Dataset records

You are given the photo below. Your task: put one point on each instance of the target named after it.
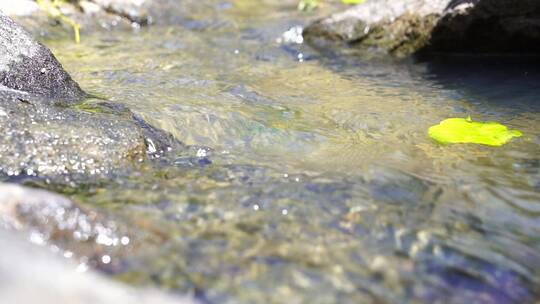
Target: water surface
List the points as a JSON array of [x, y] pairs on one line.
[[320, 183]]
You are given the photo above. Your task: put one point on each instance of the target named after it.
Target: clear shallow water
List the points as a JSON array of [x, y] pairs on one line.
[[323, 185]]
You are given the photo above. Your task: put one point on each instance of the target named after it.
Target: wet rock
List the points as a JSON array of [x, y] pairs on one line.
[[49, 134], [19, 7], [64, 145], [27, 65], [405, 27], [56, 280], [52, 220]]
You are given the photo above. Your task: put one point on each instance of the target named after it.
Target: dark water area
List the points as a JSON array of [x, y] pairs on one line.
[[320, 183]]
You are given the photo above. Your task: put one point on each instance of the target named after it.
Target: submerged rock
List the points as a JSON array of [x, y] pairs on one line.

### INSTRUCTIONS TO FOLLOW
Which lines above include the word "water"? Pick them out and copy them.

### WRITTEN RESPONSE
Target: water surface
Target: clear shallow water
Target: dark water area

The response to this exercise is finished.